▸ Texto fornecido:
#####
Artigo: Foro, laudêmio e taxa de ocupação: o que é isso? – Por André Luiz Cintra Pierangelo

* André Luiz Cintra Pierangelo

Tema é amplo, comportando larga reflexão por parte dos operadores do direito e, notadamente, dos enfiteutas, que devem conhecer o seu direito para melhor exercer o domínio útil dos imóveis gravados com tal ônus.

Instituídos por D. João VI ao chegar ao Brasil, não se tratam – como muitos pensam – de exclusividade originária da terra Brasilis.

A origem do foro e do laudêmio nos remete à Grécia, sendo regulamentados por Justiniano em Roma (como a maioria dos institutos jurídicos clássicos), se tratando de instrumentos bastante utilizados no período da Idade Média, aonde o proprietário da terra ou imóvel atribuía a outrem o domínio útil, ou seja, a sua utilização, cobrando deste uma contraprestação em moeda ou serviços.

O Brasil, enquanto colônia de Portugal, não possuía terras próprias. Todo o território nacional era de propriedade do Estado Português (então monárquico), que sedia a sua utilização àqueles que quisessem colonizar o território, permanecendo com a titularidade do domínio, como se fosse um contrato de “locação”.

Desta forma, as cartas de doação e foral transferiam ao Donatário da Capitania Hereditária (primeira forma de colonização brasileira) o direito de utilização de determinada gleba de terra, todavia não conferiam propriedade ao donatário, não se admitindo a transferência sem a anuência da Coroa portuguesa.

Com a transferência da Corte para o Brasil, em 1.808, muitas áreas ainda permaneciam sob o domínio Português, não obstante a extinção das capitanias, as alienações à particulares e doações à igreja Católica. Sobre tais áreas passou a incidir uma contribuição por utilização do espaço, do domínio útil, o que podemos chamar – vulgarmente – de “aluguel”.

Este “aluguel” pago pela utilização do imóvel público possui o nome jurídico de foro. Todos aqueles que usufruíam das áreas de propriedade da coroa deveriam pagar o foro anualmente, como contraprestação.

Por se tratar de imóveis da então “Coroa”, aquele que era o “inquilino” – cujo nome jurídico mais adequado é “foreiro” – poderia transferir, apenas, a titularidade da posse à terceiros ( mediante venda, doação, permuta e etc…).

Todavia, para que a transferência fosse realizada, era necessário a anuência da Coroa. Esta, por seu turno, para abdicar do direito de reivindicar o imóvel para si, consolidando a propriedade plena, cobrava espécie de “comissão de concordância” ou, mais tecnicamente, o laudêmio. O pagamento do laudêmio importava em renúncia do real proprietário do imóvel ao seu direito de preferência sobre o domínio útil.
#####
▸ Enunciado da tarefa:
No artigo sobre foro e laudêmio, qual é o nome jurídico do "aluguel" pago pela utilização do imóvel público? O material não tem nenhum papel nesta tarefa.

[Trecho do conjunto de dados]
#####
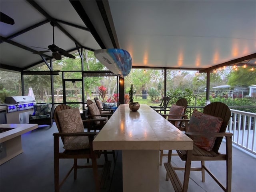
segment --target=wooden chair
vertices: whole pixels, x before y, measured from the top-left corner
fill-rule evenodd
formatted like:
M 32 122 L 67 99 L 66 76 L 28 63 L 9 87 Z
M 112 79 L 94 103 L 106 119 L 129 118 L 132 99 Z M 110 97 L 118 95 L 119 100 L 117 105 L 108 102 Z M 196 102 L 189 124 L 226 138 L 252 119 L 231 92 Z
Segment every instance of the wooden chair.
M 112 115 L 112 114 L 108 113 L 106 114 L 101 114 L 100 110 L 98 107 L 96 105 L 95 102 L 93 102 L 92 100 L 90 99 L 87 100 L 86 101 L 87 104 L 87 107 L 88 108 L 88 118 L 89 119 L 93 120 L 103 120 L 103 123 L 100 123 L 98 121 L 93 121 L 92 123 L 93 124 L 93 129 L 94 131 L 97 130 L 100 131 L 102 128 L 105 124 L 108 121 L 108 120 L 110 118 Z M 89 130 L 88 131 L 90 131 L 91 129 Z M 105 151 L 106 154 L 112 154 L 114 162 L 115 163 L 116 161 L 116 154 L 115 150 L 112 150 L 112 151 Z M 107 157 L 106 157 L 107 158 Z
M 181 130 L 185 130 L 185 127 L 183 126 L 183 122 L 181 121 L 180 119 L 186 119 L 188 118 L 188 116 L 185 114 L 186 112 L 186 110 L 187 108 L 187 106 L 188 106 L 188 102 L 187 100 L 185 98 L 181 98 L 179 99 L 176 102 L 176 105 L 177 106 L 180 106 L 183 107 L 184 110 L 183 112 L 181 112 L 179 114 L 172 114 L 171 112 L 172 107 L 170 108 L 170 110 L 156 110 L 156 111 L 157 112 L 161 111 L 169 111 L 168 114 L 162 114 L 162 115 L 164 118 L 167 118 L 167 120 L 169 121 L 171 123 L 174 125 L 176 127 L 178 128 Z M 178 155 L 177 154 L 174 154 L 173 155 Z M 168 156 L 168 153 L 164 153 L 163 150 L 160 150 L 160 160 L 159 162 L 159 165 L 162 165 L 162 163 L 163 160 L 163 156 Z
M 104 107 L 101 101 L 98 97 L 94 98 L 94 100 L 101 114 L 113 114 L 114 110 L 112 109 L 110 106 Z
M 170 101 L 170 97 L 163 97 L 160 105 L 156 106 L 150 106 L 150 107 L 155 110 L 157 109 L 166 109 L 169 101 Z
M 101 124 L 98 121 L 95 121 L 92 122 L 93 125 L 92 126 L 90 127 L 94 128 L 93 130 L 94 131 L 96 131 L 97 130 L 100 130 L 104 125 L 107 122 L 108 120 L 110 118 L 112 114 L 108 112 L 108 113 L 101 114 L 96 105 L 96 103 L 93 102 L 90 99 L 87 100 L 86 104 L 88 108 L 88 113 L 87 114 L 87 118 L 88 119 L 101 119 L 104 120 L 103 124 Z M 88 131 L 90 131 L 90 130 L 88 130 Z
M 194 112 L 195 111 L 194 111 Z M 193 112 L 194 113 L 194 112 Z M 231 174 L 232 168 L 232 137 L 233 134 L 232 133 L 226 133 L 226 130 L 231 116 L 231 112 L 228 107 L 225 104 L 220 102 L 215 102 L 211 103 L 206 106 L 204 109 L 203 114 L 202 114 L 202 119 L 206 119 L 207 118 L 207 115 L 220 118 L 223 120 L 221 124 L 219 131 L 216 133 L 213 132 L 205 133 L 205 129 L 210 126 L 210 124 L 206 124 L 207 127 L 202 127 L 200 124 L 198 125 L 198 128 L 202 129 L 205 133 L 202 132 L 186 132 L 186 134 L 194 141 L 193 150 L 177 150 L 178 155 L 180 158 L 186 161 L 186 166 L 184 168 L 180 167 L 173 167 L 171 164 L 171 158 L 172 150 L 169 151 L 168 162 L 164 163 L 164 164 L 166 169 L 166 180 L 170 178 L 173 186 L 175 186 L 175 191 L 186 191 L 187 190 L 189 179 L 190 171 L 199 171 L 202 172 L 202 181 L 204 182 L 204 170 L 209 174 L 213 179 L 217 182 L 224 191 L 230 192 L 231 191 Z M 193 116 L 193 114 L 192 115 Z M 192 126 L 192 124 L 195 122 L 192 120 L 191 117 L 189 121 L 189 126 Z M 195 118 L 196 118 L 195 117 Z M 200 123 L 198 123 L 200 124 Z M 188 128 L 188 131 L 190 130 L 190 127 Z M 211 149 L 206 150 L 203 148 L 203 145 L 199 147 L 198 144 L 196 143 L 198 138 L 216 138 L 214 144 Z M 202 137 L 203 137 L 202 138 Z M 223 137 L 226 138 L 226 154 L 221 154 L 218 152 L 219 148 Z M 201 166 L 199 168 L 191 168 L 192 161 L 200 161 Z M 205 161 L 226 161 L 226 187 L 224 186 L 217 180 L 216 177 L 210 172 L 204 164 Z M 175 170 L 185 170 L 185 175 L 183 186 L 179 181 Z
#####
▸ Resolução da tarefa:
Foro.